# Task inputs start
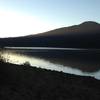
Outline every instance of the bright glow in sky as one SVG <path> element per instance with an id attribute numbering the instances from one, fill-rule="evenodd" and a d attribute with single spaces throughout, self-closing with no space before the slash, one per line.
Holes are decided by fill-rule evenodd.
<path id="1" fill-rule="evenodd" d="M 0 0 L 0 37 L 23 36 L 80 24 L 100 23 L 100 0 Z"/>

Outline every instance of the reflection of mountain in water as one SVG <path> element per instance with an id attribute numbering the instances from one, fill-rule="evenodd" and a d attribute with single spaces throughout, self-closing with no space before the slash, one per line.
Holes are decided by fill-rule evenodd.
<path id="1" fill-rule="evenodd" d="M 100 50 L 15 50 L 29 57 L 41 58 L 55 64 L 78 68 L 85 72 L 100 70 Z"/>
<path id="2" fill-rule="evenodd" d="M 78 68 L 85 72 L 100 70 L 100 51 L 45 51 L 24 52 L 26 55 L 49 60 L 52 63 Z"/>

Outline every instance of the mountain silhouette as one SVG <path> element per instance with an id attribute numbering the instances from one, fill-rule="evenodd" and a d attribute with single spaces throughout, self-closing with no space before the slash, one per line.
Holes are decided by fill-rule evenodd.
<path id="1" fill-rule="evenodd" d="M 48 32 L 14 38 L 1 38 L 1 46 L 100 48 L 100 24 L 87 21 Z"/>

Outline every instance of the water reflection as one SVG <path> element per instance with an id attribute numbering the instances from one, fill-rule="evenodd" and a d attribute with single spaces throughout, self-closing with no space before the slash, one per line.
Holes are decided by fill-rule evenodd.
<path id="1" fill-rule="evenodd" d="M 40 68 L 45 68 L 45 69 L 50 69 L 50 70 L 56 70 L 56 71 L 62 71 L 65 73 L 71 73 L 71 74 L 76 74 L 76 75 L 82 75 L 82 76 L 92 76 L 97 79 L 100 79 L 100 70 L 95 71 L 95 72 L 86 72 L 82 71 L 80 69 L 72 68 L 71 66 L 66 66 L 65 64 L 58 63 L 57 61 L 54 61 L 55 55 L 52 55 L 54 57 L 46 57 L 41 56 L 39 52 L 35 52 L 34 54 L 37 54 L 38 56 L 33 56 L 32 52 L 29 53 L 28 51 L 10 51 L 10 50 L 4 50 L 2 52 L 2 56 L 6 59 L 7 62 L 14 63 L 14 64 L 23 64 L 25 62 L 29 62 L 31 66 L 33 67 L 40 67 Z M 51 54 L 51 53 L 50 53 Z M 59 54 L 58 54 L 59 55 Z M 51 59 L 52 58 L 52 59 Z M 51 59 L 51 60 L 50 60 Z M 60 58 L 60 60 L 62 57 Z M 69 58 L 70 59 L 70 58 Z M 57 59 L 56 59 L 57 60 Z M 54 61 L 54 62 L 53 62 Z"/>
# Task inputs end
The task
Transcribe each line above verbatim, with the pictures left out.

Final result
Outline every instance of the bright glow in sky as one SVG <path> element per instance with an id attribute numbering the instances from one, fill-rule="evenodd" and a d attribute with single spaces throughout, self-closing with no space before the slash, one per line.
Holes are decided by fill-rule evenodd.
<path id="1" fill-rule="evenodd" d="M 0 0 L 0 37 L 23 36 L 80 24 L 100 23 L 100 0 Z"/>

Outline every instance of the reflection of mountain in water as one SVG <path> element per instance with an id attribute numbering the instances from one, fill-rule="evenodd" and a d attribute with single spaces throughout, self-closing with no space before the slash, one per line.
Holes are decided by fill-rule evenodd.
<path id="1" fill-rule="evenodd" d="M 100 50 L 15 50 L 29 57 L 41 58 L 55 64 L 78 68 L 85 72 L 100 70 Z"/>
<path id="2" fill-rule="evenodd" d="M 78 68 L 85 72 L 100 70 L 100 51 L 45 51 L 24 52 L 26 55 L 49 60 L 52 63 Z"/>

Outline every instance of the mountain silhouette as one SVG <path> element per instance with an id attribute numbering the instances from one, fill-rule="evenodd" and a d attribute with single spaces throughout, self-closing with no space before the slash, one per line.
Holes are decided by fill-rule evenodd.
<path id="1" fill-rule="evenodd" d="M 48 32 L 14 38 L 1 38 L 1 46 L 100 48 L 100 24 L 87 21 Z"/>

Outline every instance of the water reflection as one SVG <path> element per instance with an id attribute numbering the instances from one, fill-rule="evenodd" and a d attribute with single spaces throughout, self-closing with no space before the slash, one per line.
Holes are decided by fill-rule evenodd.
<path id="1" fill-rule="evenodd" d="M 40 68 L 45 68 L 45 69 L 50 69 L 50 70 L 56 70 L 56 71 L 62 71 L 65 73 L 71 73 L 71 74 L 76 74 L 76 75 L 82 75 L 82 76 L 92 76 L 97 79 L 100 79 L 100 70 L 95 71 L 95 72 L 86 72 L 82 71 L 80 69 L 72 68 L 71 66 L 66 66 L 65 64 L 58 63 L 57 61 L 54 61 L 55 55 L 52 55 L 54 57 L 46 57 L 41 56 L 39 52 L 35 52 L 34 54 L 37 54 L 38 56 L 33 56 L 32 52 L 29 53 L 28 51 L 10 51 L 10 50 L 4 50 L 2 52 L 2 56 L 6 59 L 7 62 L 14 63 L 14 64 L 23 64 L 25 62 L 29 62 L 31 66 L 33 67 L 40 67 Z M 51 54 L 51 53 L 50 53 Z M 59 54 L 58 54 L 59 55 Z M 51 59 L 52 58 L 52 59 Z M 51 59 L 51 60 L 50 60 Z M 60 58 L 60 60 L 62 57 Z M 69 58 L 70 59 L 70 58 Z M 57 59 L 56 59 L 57 60 Z M 54 61 L 54 62 L 53 62 Z"/>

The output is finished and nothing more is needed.